Textabschnitt »
-*-*-

Tagebucheintrag vom 23. Januar 2002: Meine
Mutter ist seit heute für drei Wochen in einer Reha-Einrichtung. Ihre Schluckstörung
soll behandelt werden, damit es weniger häufig zu Lungenentzündungen kommt. Ein Arzt
passt mich ab und fragt mich ziemlich vorwurfsvoll: Haben Sie schon mal überlegt,
was Sie der Solidargemeinschaft finanziell zumuten? Ich reagiere aggressiv und es
entwickelt sich ein handfester Streit.
Die Versorgung von Wachkoma-Patienten
wie die Behandlung Schwerkranker überhaupt hat auch seine finanzielle Seite. Sondennahrung,
Überleitgeräte, Medikamente, Pflegedienst, dann kommen im Monat schnell sechs, sieben
Tausend Euro zusammen. Welche Rolle spielt die ökonomische Situation des Gesundheitswesens?
Mischt sich finanzielles Kalkül unbemerkt in die ethische Debatte ein? Krankenhauspfarrer
Hermann Dippon: „Mir ist sehr daran gelegen, dass es sich nicht einmischt und
dass es aufmerksam betrachtet wird. Als wir hier das Ethikkonsil gegründet haben
vor über einem Jahr, da war mir daran gelegen, dass auch die ökonomischen Fragen miteinbezogen
werden und nicht nur die ethisch-theologische Seite, christliche Seite isoliert betrachtet
wird. Und deshalb müssen wir auch schauen, was kostet was. Und wem kommt das, was
hier investieren, zugute und wer muss dann vielleicht an anderem Ort Mangel leiden.

-*-*-

Aufgabe »
Schreiben Sie aus dem Textabschnitt oben alles von „Tagebucheintrag vom 23.“ bis hinunter zu „ein handfester Streit.“ Wort für Wort ab.

Gegebene Daten »
-*-*-

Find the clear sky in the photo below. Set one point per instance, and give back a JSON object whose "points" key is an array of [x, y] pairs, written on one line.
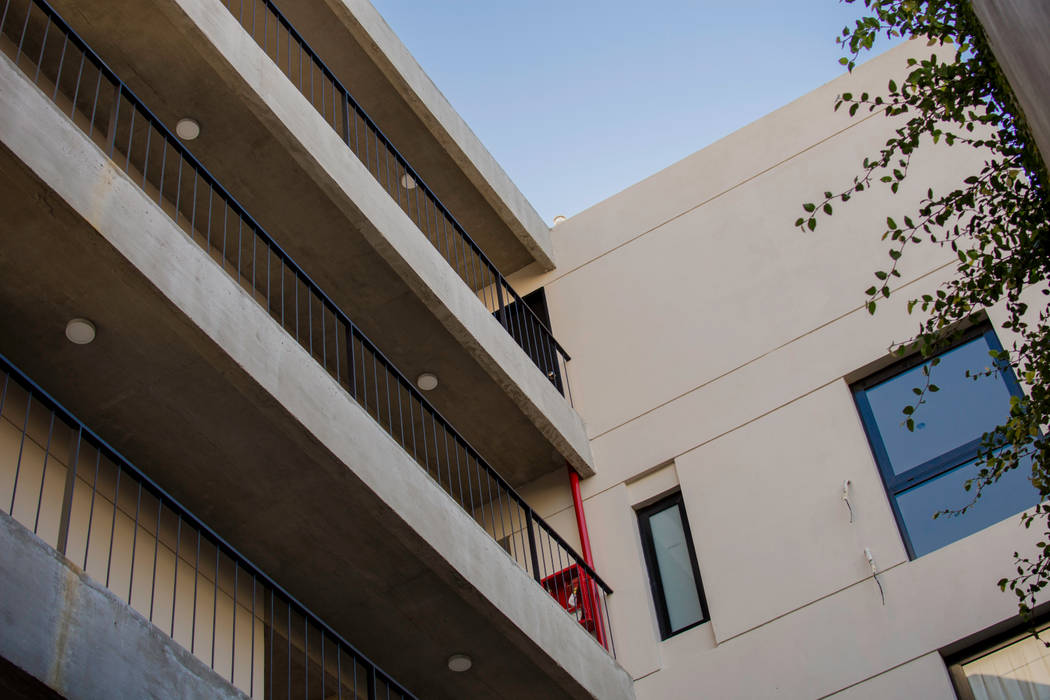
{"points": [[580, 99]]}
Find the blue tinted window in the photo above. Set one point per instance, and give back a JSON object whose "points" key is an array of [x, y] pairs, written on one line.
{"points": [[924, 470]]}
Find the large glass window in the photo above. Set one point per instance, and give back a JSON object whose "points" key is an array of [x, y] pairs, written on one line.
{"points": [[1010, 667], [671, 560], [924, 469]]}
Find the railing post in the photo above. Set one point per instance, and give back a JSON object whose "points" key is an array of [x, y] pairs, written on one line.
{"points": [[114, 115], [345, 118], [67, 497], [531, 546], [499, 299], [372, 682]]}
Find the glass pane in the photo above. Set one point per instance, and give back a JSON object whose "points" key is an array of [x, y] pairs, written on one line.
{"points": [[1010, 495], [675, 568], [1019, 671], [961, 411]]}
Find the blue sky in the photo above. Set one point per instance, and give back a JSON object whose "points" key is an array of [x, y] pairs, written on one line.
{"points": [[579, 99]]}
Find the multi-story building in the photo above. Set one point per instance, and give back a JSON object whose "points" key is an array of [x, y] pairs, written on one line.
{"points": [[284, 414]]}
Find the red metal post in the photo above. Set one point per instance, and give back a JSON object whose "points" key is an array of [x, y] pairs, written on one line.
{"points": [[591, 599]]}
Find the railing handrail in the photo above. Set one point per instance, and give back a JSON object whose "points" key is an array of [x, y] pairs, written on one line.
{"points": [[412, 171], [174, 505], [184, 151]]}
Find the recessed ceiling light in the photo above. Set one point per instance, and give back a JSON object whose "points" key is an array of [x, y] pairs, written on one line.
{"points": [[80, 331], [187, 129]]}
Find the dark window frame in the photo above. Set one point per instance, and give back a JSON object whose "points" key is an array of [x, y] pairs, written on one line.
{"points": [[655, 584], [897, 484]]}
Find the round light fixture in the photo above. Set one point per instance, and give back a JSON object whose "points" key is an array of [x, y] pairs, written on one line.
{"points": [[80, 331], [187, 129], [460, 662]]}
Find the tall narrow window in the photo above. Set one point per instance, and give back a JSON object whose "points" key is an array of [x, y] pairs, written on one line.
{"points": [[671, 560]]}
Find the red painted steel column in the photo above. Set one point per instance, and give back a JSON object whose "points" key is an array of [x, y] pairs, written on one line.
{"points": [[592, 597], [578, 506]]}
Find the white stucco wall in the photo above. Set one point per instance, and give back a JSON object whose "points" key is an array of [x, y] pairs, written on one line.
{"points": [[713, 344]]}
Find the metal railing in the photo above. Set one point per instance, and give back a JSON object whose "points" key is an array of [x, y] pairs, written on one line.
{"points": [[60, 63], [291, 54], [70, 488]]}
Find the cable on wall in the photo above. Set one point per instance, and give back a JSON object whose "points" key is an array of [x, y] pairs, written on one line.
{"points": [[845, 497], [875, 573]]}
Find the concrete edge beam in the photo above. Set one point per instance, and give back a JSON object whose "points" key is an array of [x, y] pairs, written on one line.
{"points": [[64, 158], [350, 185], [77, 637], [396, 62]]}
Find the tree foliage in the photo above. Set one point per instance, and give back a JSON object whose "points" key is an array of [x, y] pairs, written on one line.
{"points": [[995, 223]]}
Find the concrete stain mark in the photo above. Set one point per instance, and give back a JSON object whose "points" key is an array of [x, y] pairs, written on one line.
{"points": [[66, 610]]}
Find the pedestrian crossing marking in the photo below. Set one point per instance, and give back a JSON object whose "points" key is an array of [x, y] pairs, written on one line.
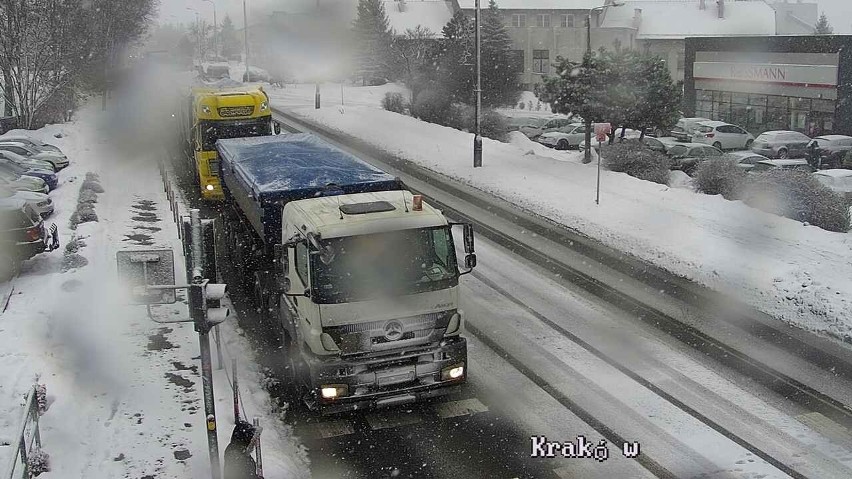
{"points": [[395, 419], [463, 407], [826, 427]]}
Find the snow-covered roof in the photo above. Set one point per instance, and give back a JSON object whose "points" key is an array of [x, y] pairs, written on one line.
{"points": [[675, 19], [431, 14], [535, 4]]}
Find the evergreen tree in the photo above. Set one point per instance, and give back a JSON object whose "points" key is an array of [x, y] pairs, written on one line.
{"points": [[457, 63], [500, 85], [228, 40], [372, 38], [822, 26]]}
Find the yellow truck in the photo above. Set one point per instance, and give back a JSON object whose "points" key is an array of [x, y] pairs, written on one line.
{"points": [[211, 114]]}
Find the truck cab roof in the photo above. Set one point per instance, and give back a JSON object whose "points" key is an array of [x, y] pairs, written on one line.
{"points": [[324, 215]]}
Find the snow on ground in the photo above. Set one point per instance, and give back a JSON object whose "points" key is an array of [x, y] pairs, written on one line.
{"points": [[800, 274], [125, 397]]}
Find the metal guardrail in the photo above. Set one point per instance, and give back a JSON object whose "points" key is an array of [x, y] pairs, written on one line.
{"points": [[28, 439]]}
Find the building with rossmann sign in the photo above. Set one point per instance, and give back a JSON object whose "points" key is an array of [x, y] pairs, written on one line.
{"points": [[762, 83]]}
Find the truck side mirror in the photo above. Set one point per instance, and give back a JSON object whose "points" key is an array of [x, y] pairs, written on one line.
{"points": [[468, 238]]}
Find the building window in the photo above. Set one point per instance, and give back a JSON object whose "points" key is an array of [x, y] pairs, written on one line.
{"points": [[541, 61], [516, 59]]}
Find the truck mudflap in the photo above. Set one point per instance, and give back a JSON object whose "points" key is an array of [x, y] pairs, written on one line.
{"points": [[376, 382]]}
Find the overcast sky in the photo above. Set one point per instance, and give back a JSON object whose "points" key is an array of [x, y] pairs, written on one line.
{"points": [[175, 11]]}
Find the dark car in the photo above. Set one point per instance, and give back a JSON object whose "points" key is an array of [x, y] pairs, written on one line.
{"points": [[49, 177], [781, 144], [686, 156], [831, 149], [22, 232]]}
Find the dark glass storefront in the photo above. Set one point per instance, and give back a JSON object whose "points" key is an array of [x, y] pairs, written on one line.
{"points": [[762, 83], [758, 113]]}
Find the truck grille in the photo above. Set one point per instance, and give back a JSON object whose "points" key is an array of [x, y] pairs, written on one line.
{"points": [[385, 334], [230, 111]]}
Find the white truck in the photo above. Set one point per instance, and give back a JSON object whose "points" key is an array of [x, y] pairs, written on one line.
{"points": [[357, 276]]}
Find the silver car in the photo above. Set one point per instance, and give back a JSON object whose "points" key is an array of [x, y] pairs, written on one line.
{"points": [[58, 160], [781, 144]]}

-*-*-

Schriftliche Lösung »
Tagebucheintrag vom 23. Januar 2002: Meine
Mutter ist seit heute für drei Wochen in einer Reha-Einrichtung. Ihre Schluckstörung
soll behandelt werden, damit es weniger häufig zu Lungenentzündungen kommt. Ein Arzt
passt mich ab und fragt mich ziemlich vorwurfsvoll: Haben Sie schon mal überlegt,
was Sie der Solidargemeinschaft finanziell zumuten? Ich reagiere aggressiv und es
entwickelt sich ein handfester Streit.